> EXERCISE DIRECTIONS
Write out each of the following entries word for word, without any alteration.
○ ○ ○ ○
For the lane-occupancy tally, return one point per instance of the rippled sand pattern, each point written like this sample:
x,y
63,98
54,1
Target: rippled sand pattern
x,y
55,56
○ ○ ○ ○
> WORKED ANSWER
For the lane-occupancy tally, return one point per instance of the rippled sand pattern, each point written like this sample:
x,y
63,98
54,1
Target: rippled sand pattern
x,y
55,56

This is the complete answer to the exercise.